(Stored items from a collection)
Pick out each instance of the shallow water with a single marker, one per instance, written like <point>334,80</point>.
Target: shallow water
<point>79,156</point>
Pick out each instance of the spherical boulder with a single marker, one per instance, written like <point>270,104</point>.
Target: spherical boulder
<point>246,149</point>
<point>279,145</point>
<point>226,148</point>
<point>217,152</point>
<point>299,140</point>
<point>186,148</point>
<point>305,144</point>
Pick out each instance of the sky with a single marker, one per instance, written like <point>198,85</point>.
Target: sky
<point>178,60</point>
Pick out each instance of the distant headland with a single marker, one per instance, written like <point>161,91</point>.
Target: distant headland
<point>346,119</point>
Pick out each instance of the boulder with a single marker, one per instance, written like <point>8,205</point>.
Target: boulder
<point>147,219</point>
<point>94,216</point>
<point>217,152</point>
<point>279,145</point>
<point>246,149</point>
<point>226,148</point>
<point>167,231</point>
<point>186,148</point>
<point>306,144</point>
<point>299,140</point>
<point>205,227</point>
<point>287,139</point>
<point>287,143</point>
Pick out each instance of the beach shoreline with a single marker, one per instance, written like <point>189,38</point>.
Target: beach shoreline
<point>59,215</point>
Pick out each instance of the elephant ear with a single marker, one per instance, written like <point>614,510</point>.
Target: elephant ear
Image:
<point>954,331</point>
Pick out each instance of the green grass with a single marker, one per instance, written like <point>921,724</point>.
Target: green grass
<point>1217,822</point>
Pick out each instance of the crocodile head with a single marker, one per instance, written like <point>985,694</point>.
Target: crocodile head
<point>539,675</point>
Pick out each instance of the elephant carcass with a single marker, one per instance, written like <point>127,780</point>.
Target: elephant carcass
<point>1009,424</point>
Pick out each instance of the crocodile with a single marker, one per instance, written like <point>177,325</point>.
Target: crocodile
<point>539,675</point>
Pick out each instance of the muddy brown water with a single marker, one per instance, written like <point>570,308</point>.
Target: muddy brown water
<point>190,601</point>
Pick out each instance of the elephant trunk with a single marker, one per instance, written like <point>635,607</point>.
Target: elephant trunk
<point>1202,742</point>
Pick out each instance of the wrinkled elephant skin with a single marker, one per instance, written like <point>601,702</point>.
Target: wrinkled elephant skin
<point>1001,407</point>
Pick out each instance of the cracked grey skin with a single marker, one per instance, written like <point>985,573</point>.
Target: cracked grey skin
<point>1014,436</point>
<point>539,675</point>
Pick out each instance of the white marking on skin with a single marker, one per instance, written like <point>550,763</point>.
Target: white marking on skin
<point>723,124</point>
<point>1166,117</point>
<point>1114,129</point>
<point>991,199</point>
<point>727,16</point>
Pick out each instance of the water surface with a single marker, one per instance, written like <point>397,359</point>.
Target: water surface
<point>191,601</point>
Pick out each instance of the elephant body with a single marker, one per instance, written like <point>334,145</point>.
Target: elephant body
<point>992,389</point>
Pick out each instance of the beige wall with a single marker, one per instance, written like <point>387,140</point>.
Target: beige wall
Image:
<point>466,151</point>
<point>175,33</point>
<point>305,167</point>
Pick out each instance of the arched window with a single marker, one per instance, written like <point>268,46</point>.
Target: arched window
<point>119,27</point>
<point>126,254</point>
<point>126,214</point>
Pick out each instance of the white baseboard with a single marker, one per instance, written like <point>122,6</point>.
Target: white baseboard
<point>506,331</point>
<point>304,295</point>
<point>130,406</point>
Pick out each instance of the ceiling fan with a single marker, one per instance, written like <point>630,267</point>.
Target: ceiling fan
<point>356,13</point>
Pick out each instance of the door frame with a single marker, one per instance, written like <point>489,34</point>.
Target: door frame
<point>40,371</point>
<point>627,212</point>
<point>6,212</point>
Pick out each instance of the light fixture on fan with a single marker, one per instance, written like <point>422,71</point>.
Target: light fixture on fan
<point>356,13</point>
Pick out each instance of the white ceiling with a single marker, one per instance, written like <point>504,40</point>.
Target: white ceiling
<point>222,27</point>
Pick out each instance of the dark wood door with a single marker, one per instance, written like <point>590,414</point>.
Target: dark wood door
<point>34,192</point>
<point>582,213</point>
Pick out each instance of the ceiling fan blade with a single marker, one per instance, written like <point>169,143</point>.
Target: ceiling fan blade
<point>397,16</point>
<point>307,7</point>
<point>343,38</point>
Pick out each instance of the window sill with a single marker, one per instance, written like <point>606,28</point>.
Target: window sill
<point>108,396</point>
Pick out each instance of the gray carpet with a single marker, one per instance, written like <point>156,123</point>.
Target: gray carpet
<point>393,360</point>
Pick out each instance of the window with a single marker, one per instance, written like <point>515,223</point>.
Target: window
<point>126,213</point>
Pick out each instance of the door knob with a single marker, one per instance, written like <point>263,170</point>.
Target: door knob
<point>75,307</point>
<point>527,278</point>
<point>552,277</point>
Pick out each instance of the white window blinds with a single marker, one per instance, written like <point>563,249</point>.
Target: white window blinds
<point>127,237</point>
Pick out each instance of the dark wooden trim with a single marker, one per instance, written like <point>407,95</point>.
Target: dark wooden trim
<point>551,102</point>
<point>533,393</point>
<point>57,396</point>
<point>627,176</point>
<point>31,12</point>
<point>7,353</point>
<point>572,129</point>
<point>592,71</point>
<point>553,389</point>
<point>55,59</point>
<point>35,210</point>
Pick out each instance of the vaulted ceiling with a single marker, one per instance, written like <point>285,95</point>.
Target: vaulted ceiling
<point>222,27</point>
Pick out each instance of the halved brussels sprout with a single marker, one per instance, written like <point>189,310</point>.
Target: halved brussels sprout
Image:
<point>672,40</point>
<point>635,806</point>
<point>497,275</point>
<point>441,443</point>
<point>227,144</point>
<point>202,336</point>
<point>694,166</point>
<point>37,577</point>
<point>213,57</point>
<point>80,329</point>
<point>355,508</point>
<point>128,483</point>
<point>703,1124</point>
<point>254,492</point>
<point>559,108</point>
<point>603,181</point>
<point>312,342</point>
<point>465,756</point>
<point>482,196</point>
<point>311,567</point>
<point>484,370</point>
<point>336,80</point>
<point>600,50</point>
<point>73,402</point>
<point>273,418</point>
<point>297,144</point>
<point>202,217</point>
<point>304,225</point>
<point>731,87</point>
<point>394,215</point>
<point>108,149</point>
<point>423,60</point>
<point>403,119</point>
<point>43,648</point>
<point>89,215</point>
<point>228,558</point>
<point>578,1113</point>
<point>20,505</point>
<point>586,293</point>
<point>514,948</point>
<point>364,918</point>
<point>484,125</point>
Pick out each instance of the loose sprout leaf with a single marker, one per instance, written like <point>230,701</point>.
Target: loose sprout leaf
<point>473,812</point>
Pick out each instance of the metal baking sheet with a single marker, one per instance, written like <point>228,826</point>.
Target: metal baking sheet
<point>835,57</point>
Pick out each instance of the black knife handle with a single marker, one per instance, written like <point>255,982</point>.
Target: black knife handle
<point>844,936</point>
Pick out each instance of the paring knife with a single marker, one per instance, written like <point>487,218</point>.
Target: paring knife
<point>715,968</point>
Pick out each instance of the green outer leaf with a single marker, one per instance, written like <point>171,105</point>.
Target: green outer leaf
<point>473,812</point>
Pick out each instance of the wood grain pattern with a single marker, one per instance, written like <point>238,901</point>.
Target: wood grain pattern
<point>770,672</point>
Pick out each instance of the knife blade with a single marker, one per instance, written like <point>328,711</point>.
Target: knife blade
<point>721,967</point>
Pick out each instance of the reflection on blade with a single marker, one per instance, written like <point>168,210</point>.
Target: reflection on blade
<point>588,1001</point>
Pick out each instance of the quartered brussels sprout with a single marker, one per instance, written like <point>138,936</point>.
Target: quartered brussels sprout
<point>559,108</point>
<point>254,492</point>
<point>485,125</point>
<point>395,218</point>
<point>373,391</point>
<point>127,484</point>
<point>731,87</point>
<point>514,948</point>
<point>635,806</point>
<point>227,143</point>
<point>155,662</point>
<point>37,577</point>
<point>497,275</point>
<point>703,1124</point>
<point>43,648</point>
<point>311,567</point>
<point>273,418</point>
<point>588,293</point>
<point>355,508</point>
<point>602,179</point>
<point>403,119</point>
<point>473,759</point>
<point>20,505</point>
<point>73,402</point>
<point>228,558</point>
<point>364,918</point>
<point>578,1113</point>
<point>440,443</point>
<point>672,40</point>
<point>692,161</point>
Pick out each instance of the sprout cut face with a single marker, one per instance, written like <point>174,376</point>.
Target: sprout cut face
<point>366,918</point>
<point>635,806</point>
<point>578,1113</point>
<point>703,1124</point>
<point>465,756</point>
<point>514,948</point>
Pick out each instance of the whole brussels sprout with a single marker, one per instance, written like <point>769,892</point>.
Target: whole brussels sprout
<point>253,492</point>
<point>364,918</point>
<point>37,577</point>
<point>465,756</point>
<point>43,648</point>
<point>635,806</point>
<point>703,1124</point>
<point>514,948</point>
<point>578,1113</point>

THE REQUEST: Can you reproduce, word for word, every line from the beginning of the entries through the line that contains "<point>305,144</point>", with both ends included?

THE REPLY:
Pick out each instance of the shallow water with a single marker, one per instance, written like <point>334,80</point>.
Target: shallow water
<point>79,156</point>
Pick out each instance of the spherical boulder with a single marker, one per instance, written like <point>270,104</point>.
Target: spherical boulder
<point>246,149</point>
<point>279,145</point>
<point>226,148</point>
<point>217,152</point>
<point>299,140</point>
<point>186,148</point>
<point>305,144</point>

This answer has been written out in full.